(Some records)
- - - - - - -

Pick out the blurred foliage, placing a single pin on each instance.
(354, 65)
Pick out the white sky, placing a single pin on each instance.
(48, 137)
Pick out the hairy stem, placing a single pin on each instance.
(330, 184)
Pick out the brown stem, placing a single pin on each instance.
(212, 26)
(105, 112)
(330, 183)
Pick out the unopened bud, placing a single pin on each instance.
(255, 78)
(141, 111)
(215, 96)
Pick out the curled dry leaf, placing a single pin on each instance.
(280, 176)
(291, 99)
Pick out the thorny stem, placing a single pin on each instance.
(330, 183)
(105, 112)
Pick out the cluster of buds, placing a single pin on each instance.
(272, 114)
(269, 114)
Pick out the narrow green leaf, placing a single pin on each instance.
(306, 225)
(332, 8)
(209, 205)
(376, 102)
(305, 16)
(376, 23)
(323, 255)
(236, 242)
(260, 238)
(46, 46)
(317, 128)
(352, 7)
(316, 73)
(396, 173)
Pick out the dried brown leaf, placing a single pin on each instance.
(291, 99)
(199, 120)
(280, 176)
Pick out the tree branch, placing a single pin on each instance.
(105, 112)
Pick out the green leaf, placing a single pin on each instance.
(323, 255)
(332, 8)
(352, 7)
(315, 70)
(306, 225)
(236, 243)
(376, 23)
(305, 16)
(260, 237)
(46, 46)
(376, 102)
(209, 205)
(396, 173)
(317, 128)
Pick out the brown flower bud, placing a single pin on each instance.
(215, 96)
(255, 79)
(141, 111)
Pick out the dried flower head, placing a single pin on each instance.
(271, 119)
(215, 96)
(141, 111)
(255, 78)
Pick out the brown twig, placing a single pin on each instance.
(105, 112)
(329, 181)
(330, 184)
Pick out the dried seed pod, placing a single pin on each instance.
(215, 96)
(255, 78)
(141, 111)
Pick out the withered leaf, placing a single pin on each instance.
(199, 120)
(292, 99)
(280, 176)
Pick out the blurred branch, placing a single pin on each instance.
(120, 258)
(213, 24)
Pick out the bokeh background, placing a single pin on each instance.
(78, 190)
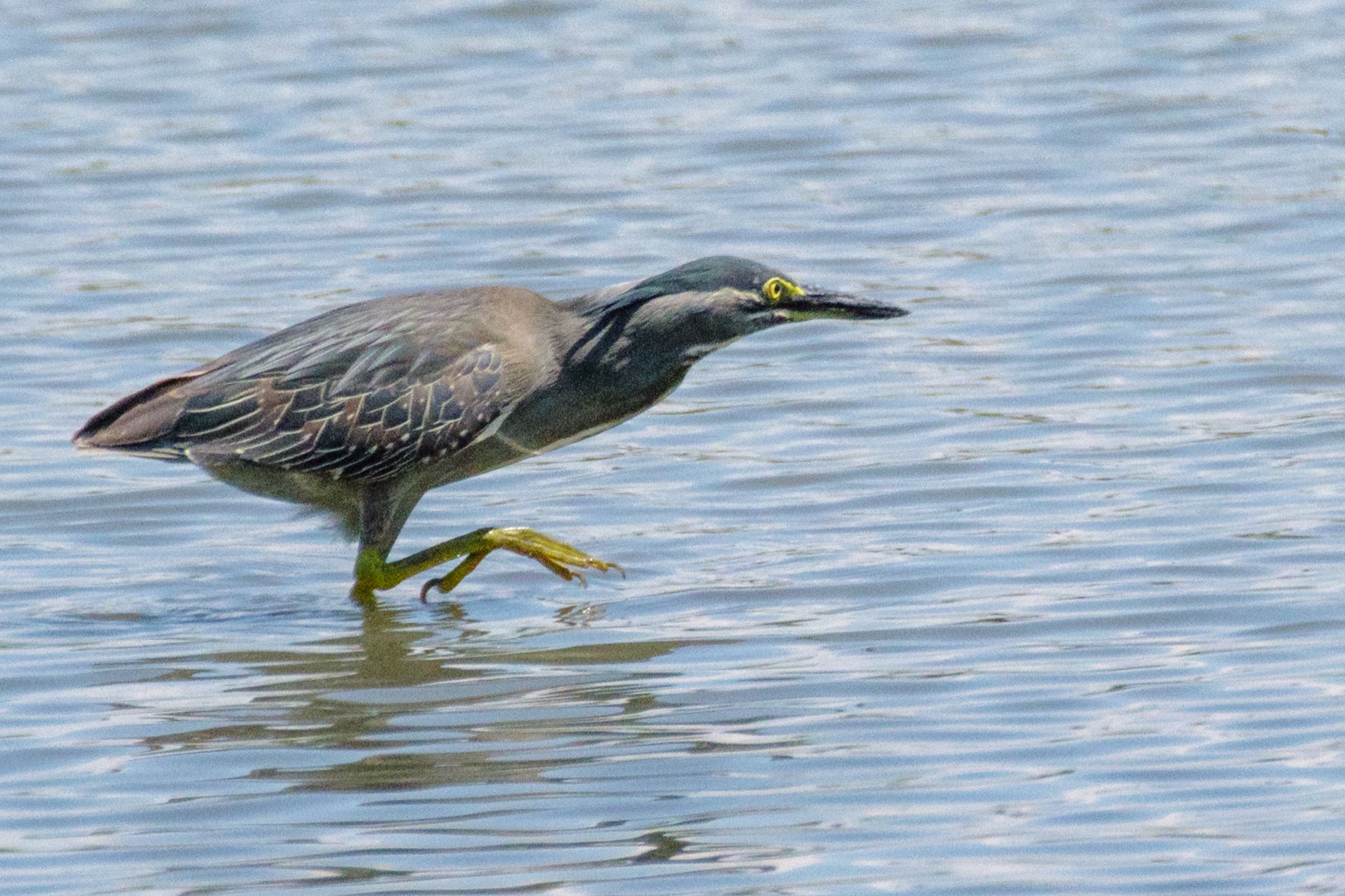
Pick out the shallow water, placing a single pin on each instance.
(1033, 591)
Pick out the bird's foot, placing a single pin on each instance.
(563, 559)
(373, 571)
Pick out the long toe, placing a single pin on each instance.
(563, 559)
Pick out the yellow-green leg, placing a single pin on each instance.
(373, 571)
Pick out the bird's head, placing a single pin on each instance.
(716, 300)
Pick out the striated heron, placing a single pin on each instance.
(362, 410)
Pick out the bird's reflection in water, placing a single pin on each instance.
(424, 704)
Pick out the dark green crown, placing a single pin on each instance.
(701, 276)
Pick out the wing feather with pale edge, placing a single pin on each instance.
(363, 405)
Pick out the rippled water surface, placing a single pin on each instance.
(1033, 591)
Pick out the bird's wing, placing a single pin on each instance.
(366, 402)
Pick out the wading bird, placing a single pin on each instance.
(362, 410)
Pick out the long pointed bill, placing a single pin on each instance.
(818, 304)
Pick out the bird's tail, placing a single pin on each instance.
(141, 423)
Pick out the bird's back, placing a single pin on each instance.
(359, 393)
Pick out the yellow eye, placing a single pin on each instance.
(778, 288)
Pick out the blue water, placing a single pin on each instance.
(1033, 591)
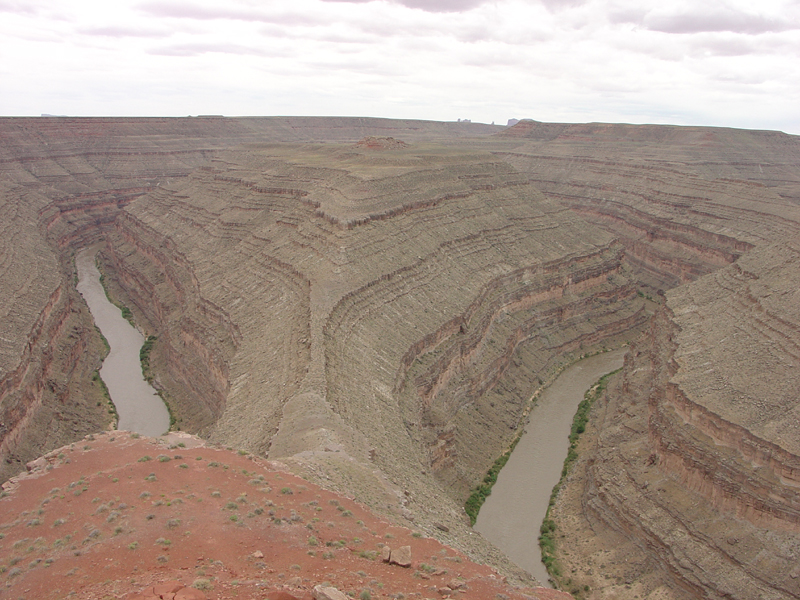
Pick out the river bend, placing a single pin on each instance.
(139, 408)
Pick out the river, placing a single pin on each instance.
(511, 516)
(140, 409)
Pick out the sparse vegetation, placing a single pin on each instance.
(547, 537)
(484, 490)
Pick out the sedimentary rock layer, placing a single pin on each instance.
(379, 314)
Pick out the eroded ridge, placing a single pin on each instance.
(696, 458)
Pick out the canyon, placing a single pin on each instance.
(376, 303)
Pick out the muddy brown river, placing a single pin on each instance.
(510, 518)
(140, 409)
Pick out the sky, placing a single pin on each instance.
(702, 62)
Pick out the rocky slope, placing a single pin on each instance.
(375, 302)
(687, 485)
(114, 515)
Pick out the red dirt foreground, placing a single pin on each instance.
(118, 516)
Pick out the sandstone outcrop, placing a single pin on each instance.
(120, 516)
(380, 320)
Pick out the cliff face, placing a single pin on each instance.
(687, 483)
(379, 315)
(692, 473)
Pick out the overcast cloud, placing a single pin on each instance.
(639, 61)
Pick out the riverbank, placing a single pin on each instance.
(139, 408)
(511, 517)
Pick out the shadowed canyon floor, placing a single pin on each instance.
(375, 303)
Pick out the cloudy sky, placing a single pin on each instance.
(705, 62)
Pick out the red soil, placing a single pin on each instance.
(92, 522)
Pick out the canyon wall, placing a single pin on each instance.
(687, 484)
(379, 315)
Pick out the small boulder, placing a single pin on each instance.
(386, 553)
(189, 594)
(168, 587)
(280, 595)
(327, 593)
(401, 556)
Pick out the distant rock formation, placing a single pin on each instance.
(378, 143)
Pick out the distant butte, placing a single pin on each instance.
(377, 143)
(378, 322)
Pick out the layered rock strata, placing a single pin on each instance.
(379, 314)
(696, 457)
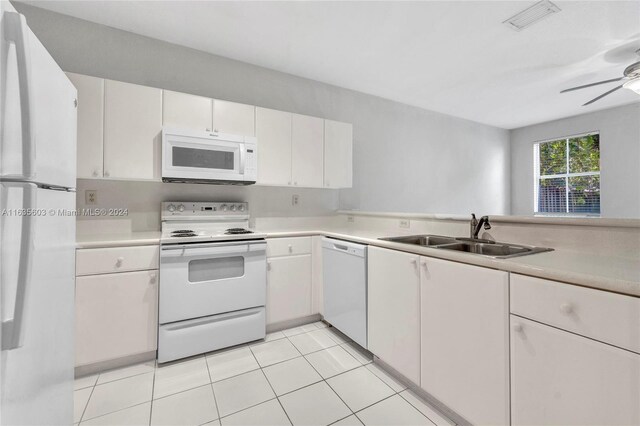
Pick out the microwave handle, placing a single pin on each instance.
(243, 157)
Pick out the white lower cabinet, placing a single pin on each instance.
(560, 378)
(394, 310)
(116, 315)
(289, 287)
(465, 339)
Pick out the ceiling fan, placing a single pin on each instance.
(631, 76)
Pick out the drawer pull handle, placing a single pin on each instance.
(566, 308)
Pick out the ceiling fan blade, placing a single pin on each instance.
(592, 84)
(603, 95)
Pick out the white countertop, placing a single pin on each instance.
(600, 271)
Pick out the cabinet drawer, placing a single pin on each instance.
(609, 317)
(288, 246)
(116, 259)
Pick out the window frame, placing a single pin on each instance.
(537, 176)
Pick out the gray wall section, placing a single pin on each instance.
(619, 158)
(405, 158)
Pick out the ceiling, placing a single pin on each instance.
(454, 57)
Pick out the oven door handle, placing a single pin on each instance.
(211, 251)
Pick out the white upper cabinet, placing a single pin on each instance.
(394, 310)
(90, 124)
(234, 118)
(132, 131)
(338, 146)
(185, 111)
(120, 134)
(307, 150)
(465, 339)
(273, 130)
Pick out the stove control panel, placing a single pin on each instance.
(179, 209)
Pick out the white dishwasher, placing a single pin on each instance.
(345, 287)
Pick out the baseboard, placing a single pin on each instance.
(444, 410)
(98, 367)
(283, 325)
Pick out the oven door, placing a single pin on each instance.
(186, 157)
(197, 280)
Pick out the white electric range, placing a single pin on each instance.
(212, 279)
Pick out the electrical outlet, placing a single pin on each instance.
(90, 196)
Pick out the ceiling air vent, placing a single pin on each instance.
(531, 15)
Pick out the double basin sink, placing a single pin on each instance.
(469, 245)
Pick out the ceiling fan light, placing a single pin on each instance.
(531, 15)
(633, 85)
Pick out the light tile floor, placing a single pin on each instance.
(307, 375)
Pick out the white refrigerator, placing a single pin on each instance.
(37, 229)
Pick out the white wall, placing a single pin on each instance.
(619, 158)
(405, 158)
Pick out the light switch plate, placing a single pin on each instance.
(91, 197)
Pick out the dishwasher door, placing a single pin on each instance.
(345, 287)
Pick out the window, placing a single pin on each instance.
(567, 176)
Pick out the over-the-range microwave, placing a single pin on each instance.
(208, 157)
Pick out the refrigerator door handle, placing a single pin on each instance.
(16, 31)
(13, 328)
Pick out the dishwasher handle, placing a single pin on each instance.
(346, 247)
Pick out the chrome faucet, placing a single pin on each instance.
(476, 224)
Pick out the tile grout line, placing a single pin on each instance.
(153, 390)
(271, 386)
(325, 380)
(215, 400)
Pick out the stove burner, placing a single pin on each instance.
(183, 234)
(236, 231)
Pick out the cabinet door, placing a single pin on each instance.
(465, 339)
(116, 316)
(288, 288)
(559, 378)
(234, 118)
(132, 131)
(394, 310)
(307, 134)
(338, 145)
(185, 111)
(90, 124)
(273, 130)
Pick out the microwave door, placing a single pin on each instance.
(188, 160)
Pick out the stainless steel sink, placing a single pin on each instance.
(469, 245)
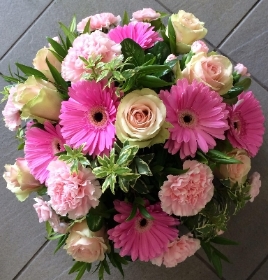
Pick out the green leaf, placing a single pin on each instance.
(152, 82)
(72, 27)
(76, 267)
(223, 241)
(145, 213)
(142, 167)
(94, 222)
(125, 20)
(133, 50)
(70, 35)
(132, 213)
(29, 71)
(161, 51)
(245, 83)
(81, 272)
(57, 47)
(57, 76)
(172, 37)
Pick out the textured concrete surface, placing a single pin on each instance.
(239, 30)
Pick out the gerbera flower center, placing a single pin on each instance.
(98, 116)
(187, 119)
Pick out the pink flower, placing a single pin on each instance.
(141, 238)
(41, 145)
(43, 210)
(86, 46)
(11, 113)
(72, 193)
(140, 32)
(241, 69)
(89, 116)
(99, 21)
(178, 251)
(187, 194)
(255, 183)
(197, 115)
(199, 46)
(19, 179)
(246, 124)
(146, 14)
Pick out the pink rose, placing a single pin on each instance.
(178, 251)
(199, 46)
(19, 179)
(11, 113)
(255, 183)
(236, 172)
(99, 21)
(214, 71)
(187, 194)
(241, 69)
(84, 245)
(72, 193)
(146, 14)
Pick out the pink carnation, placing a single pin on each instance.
(146, 14)
(72, 193)
(99, 21)
(11, 113)
(178, 251)
(255, 183)
(140, 32)
(87, 45)
(187, 194)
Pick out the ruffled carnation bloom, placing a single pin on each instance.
(142, 238)
(146, 14)
(88, 117)
(41, 145)
(140, 32)
(84, 245)
(99, 21)
(178, 251)
(11, 113)
(255, 183)
(197, 115)
(19, 179)
(246, 124)
(241, 69)
(88, 45)
(188, 193)
(72, 193)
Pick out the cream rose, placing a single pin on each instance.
(141, 118)
(215, 71)
(188, 29)
(40, 64)
(19, 180)
(37, 99)
(236, 172)
(84, 245)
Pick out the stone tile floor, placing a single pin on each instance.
(238, 29)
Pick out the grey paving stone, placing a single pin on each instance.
(248, 43)
(220, 16)
(262, 273)
(15, 19)
(47, 266)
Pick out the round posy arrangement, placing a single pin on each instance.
(130, 133)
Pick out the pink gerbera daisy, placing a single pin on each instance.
(41, 145)
(142, 238)
(197, 115)
(140, 32)
(246, 123)
(88, 117)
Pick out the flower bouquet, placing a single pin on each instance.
(138, 140)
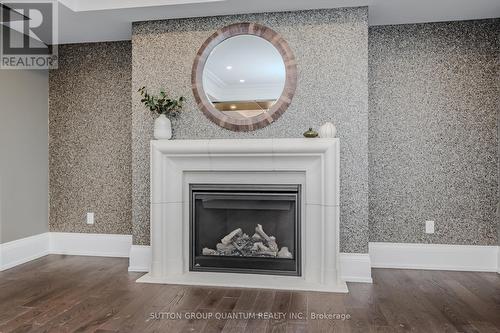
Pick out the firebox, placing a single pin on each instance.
(245, 228)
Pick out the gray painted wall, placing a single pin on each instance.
(331, 47)
(433, 140)
(24, 153)
(90, 147)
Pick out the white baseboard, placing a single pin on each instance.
(434, 256)
(355, 267)
(23, 250)
(140, 258)
(81, 244)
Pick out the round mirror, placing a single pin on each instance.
(244, 77)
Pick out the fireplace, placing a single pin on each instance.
(245, 228)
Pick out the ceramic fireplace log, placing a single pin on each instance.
(259, 246)
(261, 233)
(226, 249)
(228, 239)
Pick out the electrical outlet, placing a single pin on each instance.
(90, 218)
(429, 227)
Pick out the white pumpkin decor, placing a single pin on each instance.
(327, 130)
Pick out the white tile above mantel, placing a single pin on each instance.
(313, 163)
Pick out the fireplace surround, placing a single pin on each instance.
(313, 164)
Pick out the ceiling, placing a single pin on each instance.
(106, 20)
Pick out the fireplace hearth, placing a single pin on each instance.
(245, 228)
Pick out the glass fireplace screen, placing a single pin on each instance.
(245, 228)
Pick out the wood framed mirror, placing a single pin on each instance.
(244, 77)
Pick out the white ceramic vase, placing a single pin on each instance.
(163, 128)
(327, 130)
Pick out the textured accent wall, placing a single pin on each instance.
(90, 138)
(433, 140)
(331, 47)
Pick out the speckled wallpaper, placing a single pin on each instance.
(433, 140)
(90, 160)
(331, 47)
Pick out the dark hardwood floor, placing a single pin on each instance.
(89, 294)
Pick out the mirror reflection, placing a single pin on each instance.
(244, 76)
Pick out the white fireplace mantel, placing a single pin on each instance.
(313, 163)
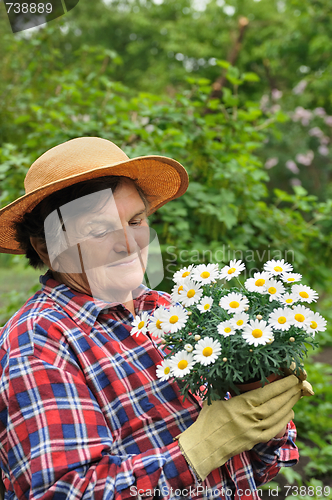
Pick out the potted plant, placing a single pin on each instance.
(218, 336)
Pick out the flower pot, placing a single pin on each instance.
(250, 386)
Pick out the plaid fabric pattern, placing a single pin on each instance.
(82, 415)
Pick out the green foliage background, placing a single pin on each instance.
(143, 75)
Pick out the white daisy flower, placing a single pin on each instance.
(177, 290)
(205, 273)
(173, 319)
(205, 304)
(226, 328)
(291, 277)
(164, 370)
(301, 316)
(258, 332)
(257, 283)
(192, 293)
(232, 271)
(140, 324)
(206, 351)
(281, 319)
(318, 324)
(182, 273)
(277, 267)
(234, 302)
(288, 299)
(181, 363)
(155, 324)
(274, 288)
(239, 320)
(304, 293)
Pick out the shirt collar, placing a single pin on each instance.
(84, 309)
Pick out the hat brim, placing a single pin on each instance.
(162, 179)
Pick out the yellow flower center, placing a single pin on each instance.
(207, 351)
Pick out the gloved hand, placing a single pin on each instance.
(227, 428)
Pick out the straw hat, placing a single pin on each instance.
(77, 160)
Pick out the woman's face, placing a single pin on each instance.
(107, 246)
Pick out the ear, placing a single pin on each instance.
(41, 249)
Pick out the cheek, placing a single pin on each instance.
(142, 237)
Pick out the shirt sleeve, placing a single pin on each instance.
(267, 458)
(57, 444)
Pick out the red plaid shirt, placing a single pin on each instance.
(83, 416)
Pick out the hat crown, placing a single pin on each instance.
(72, 158)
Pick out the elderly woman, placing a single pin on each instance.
(82, 414)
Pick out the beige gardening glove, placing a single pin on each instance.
(227, 428)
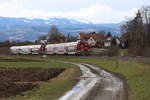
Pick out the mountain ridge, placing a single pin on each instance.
(30, 29)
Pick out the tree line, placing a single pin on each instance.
(55, 36)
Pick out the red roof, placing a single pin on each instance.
(86, 36)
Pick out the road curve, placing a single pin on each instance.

- - - - - - -

__WHAT YOU WILL DO__:
Please convert the records, starting at the line containing "Pick out the beige" and ending at the end of the records, into a Markdown table with the columns No. and Text, numbering each row and skipping blank lines. Leave the pictures out.

__TASK RESULT__:
| No. | Text |
|---|---|
| 1 | Pick out the beige gardening glove, placing a single pin on each instance. |
| 2 | (227, 428) |
| 3 | Pick out the mountain ridge, placing a single pin on each instance. |
| 4 | (30, 29) |
| 5 | Pick out the tree line, placing a single pin on each instance. |
| 6 | (55, 36) |
| 7 | Pick out the red roof, placing a single pin on each instance. |
| 8 | (86, 36) |
| 9 | Pick out the road curve, placing a single pin on each instance. |